** Start Source records **

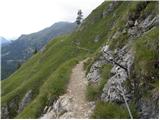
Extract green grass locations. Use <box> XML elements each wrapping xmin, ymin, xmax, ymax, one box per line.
<box><xmin>92</xmin><ymin>101</ymin><xmax>138</xmax><ymax>119</ymax></box>
<box><xmin>134</xmin><ymin>27</ymin><xmax>159</xmax><ymax>81</ymax></box>
<box><xmin>86</xmin><ymin>64</ymin><xmax>112</xmax><ymax>101</ymax></box>
<box><xmin>16</xmin><ymin>59</ymin><xmax>78</xmax><ymax>118</ymax></box>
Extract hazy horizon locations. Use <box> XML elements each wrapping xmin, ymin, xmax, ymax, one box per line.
<box><xmin>0</xmin><ymin>0</ymin><xmax>104</xmax><ymax>40</ymax></box>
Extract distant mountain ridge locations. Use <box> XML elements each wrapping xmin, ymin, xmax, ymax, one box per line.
<box><xmin>0</xmin><ymin>36</ymin><xmax>10</xmax><ymax>45</ymax></box>
<box><xmin>1</xmin><ymin>22</ymin><xmax>76</xmax><ymax>79</ymax></box>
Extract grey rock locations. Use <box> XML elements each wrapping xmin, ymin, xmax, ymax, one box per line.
<box><xmin>102</xmin><ymin>1</ymin><xmax>120</xmax><ymax>18</ymax></box>
<box><xmin>94</xmin><ymin>35</ymin><xmax>100</xmax><ymax>43</ymax></box>
<box><xmin>128</xmin><ymin>20</ymin><xmax>134</xmax><ymax>27</ymax></box>
<box><xmin>101</xmin><ymin>45</ymin><xmax>134</xmax><ymax>103</ymax></box>
<box><xmin>18</xmin><ymin>90</ymin><xmax>32</xmax><ymax>112</ymax></box>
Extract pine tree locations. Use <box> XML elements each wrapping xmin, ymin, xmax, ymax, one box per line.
<box><xmin>76</xmin><ymin>10</ymin><xmax>83</xmax><ymax>25</ymax></box>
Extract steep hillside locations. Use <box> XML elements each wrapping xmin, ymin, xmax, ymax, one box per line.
<box><xmin>1</xmin><ymin>1</ymin><xmax>159</xmax><ymax>118</ymax></box>
<box><xmin>1</xmin><ymin>22</ymin><xmax>76</xmax><ymax>80</ymax></box>
<box><xmin>0</xmin><ymin>36</ymin><xmax>10</xmax><ymax>45</ymax></box>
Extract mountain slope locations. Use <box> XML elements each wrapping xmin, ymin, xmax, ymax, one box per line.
<box><xmin>0</xmin><ymin>36</ymin><xmax>10</xmax><ymax>45</ymax></box>
<box><xmin>1</xmin><ymin>1</ymin><xmax>159</xmax><ymax>118</ymax></box>
<box><xmin>2</xmin><ymin>22</ymin><xmax>76</xmax><ymax>79</ymax></box>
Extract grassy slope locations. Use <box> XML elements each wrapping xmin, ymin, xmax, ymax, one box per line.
<box><xmin>2</xmin><ymin>2</ymin><xmax>159</xmax><ymax>118</ymax></box>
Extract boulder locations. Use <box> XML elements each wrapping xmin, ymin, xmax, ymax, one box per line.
<box><xmin>18</xmin><ymin>90</ymin><xmax>32</xmax><ymax>112</ymax></box>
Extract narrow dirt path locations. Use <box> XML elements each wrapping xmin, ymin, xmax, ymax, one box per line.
<box><xmin>67</xmin><ymin>61</ymin><xmax>90</xmax><ymax>118</ymax></box>
<box><xmin>42</xmin><ymin>60</ymin><xmax>93</xmax><ymax>119</ymax></box>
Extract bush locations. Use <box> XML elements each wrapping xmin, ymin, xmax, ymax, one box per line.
<box><xmin>86</xmin><ymin>64</ymin><xmax>112</xmax><ymax>101</ymax></box>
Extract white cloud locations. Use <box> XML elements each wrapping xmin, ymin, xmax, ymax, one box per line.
<box><xmin>0</xmin><ymin>0</ymin><xmax>104</xmax><ymax>39</ymax></box>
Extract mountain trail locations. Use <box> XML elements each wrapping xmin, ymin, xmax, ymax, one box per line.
<box><xmin>42</xmin><ymin>60</ymin><xmax>94</xmax><ymax>119</ymax></box>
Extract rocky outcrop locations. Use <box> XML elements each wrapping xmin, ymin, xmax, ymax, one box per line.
<box><xmin>102</xmin><ymin>1</ymin><xmax>121</xmax><ymax>17</ymax></box>
<box><xmin>101</xmin><ymin>46</ymin><xmax>134</xmax><ymax>103</ymax></box>
<box><xmin>18</xmin><ymin>90</ymin><xmax>32</xmax><ymax>112</ymax></box>
<box><xmin>41</xmin><ymin>94</ymin><xmax>95</xmax><ymax>119</ymax></box>
<box><xmin>1</xmin><ymin>96</ymin><xmax>18</xmax><ymax>119</ymax></box>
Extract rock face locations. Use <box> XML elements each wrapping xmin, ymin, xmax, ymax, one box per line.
<box><xmin>1</xmin><ymin>105</ymin><xmax>9</xmax><ymax>119</ymax></box>
<box><xmin>102</xmin><ymin>1</ymin><xmax>121</xmax><ymax>17</ymax></box>
<box><xmin>18</xmin><ymin>90</ymin><xmax>32</xmax><ymax>112</ymax></box>
<box><xmin>101</xmin><ymin>46</ymin><xmax>134</xmax><ymax>103</ymax></box>
<box><xmin>41</xmin><ymin>94</ymin><xmax>95</xmax><ymax>119</ymax></box>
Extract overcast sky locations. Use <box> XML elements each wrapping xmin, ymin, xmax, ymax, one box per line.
<box><xmin>0</xmin><ymin>0</ymin><xmax>104</xmax><ymax>39</ymax></box>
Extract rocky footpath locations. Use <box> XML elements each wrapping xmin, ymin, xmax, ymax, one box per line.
<box><xmin>41</xmin><ymin>61</ymin><xmax>95</xmax><ymax>119</ymax></box>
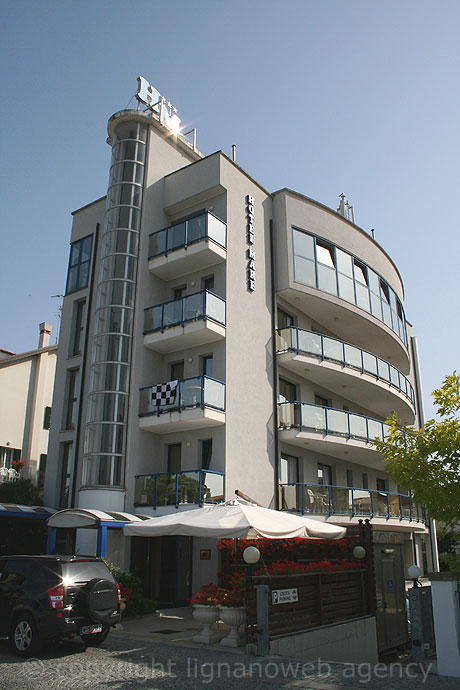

** End Source records **

*Exercise goal*. Count how many lines in the rows above contain the word "rocky", and reply with the number alone.

*Task solution*. 2